TEXT SEGMENT:
· · ·

Chairman of microsoftcorporation

Microsoft

Critics' grievances notwithstanding, William Henry "Bill" Gates III has compiled an impressive resume. Born in 1955, Gates and his two sisters grew up in Seattle, the children of William Henry Gates II, an attorney, and Mary Gates, a schoolteacher, regent of the University of Washington, and chairwoman of United Way International. Gates began programming computers at the age of thirteen. In 1973 he entered Harvard University, where he developed the programming language BASIC (Beginner's All-purpose Symbolic Instruction Code) for the first microcomputer, the MITS Altair. In 1975, during his junior year, Gates left Harvard and moved to Albuquerque, New Mexico, to head a company that he called "Microsoft." In 1978 the company, now spelled minus the hyphen, relocated to Seattle, Washington. As of 1999 the Microsoft Corporation, with a market value of $546 billion, was the wealthiest company and tenth largest economic entity in the world. For the fiscal year ending in June 1999, Microsoft posted revenues of $19.75 billion. Gates credits his own "foresight and vision regarding personal computing" as essential to the success of Microsoft and the entire software industry. Yet, his management and technical expertise have not escaped the scrutiny and fire of critics. In their biography, titled Gates, Stephen Manes and Paul Andrews characterize Gates the corporate manager as intolerant, abrasive, and dismissive. He cut corners on labor costs and was "tightfisted beyond the boundaries of the law."

· · ·

Answer these questions using the Bill Gates text above.
(a) At what age did Gates begin programming computers?
(b) To what city did Gates move after leaving Harvard in 1975?
(c) What revenues did Microsoft post for the fiscal year ending in June 1999?

ENTRIES SHOWN:
· · ·

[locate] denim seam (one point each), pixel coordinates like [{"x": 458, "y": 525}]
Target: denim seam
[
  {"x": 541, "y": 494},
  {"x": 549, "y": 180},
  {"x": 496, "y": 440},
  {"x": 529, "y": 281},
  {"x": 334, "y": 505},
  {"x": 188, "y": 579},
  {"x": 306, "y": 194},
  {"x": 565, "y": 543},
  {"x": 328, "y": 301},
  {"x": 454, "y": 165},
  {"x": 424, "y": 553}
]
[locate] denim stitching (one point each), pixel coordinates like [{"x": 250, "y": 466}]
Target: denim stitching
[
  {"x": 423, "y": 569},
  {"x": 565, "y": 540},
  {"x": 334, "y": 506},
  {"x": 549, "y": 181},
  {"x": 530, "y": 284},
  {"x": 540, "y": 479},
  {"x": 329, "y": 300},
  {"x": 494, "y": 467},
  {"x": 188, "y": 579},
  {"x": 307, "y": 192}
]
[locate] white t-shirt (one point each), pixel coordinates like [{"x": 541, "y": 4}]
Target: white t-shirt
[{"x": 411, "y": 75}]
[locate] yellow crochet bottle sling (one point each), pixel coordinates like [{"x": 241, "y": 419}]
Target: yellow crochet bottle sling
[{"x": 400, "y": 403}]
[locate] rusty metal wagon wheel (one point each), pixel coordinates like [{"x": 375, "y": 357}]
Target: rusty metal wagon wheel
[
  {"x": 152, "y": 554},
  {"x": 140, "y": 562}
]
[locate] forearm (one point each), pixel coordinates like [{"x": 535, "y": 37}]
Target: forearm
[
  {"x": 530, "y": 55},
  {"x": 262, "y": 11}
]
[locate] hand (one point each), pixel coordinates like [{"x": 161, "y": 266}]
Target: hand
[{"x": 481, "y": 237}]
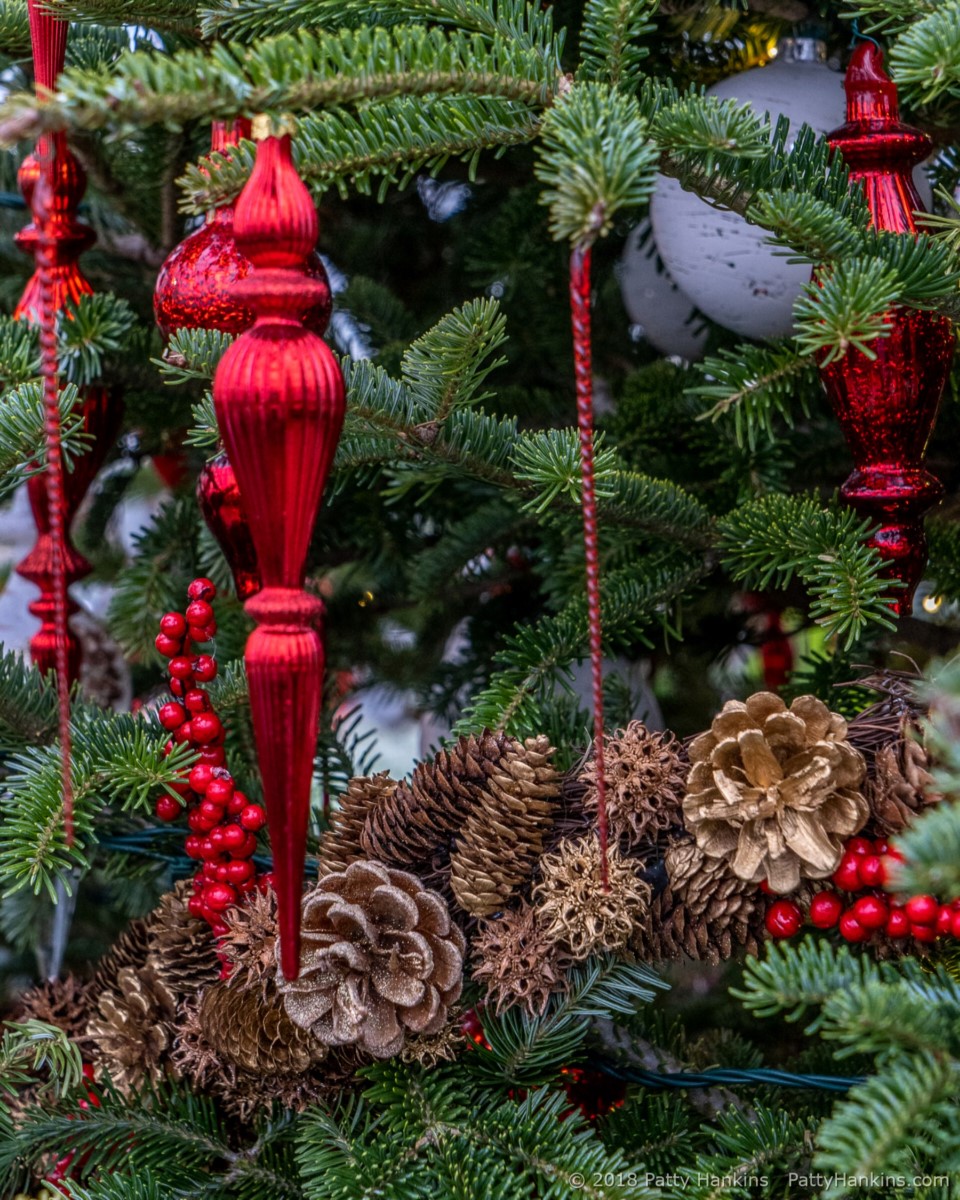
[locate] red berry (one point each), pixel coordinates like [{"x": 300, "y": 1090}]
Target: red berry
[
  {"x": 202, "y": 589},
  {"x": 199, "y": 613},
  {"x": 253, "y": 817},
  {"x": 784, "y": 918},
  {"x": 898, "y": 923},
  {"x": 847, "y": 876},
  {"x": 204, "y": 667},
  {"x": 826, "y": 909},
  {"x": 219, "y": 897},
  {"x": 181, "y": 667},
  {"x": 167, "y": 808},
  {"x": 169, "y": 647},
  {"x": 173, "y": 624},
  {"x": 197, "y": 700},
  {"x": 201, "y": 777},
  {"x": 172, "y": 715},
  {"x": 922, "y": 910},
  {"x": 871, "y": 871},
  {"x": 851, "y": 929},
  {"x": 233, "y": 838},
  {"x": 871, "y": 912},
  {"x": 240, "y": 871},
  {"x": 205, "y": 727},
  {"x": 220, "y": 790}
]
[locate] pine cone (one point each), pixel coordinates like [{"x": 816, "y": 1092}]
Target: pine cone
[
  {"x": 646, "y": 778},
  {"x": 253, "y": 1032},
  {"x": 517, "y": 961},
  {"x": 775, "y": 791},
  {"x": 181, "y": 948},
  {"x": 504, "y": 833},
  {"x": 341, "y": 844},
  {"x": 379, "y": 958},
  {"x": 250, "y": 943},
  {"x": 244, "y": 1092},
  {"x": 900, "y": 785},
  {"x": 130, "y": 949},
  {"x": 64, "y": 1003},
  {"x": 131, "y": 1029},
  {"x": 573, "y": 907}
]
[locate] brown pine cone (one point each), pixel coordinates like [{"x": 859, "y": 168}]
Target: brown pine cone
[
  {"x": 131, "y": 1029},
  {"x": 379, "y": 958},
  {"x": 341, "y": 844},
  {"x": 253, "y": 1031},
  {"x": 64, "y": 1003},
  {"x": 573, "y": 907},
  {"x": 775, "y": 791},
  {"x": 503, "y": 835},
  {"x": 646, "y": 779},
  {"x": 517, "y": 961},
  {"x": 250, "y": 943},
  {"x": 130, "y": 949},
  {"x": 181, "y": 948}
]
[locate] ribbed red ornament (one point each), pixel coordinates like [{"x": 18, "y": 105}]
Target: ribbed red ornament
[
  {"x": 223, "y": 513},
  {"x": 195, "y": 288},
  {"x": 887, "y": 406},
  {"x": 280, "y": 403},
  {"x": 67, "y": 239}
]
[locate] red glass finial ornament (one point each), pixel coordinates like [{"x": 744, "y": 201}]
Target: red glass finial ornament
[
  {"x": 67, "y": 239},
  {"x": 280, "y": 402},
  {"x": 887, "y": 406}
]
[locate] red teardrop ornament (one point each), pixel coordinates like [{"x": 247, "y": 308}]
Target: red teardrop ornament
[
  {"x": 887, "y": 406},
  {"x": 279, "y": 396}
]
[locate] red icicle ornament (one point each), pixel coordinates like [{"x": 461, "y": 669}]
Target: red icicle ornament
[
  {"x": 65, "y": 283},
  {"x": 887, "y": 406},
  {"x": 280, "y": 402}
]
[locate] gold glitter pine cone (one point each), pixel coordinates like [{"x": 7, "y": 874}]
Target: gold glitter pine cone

· · ·

WRITTEN SOLUTION:
(a) Thirteen
(b) Albuquerque, New Mexico
(c) $19.75 billion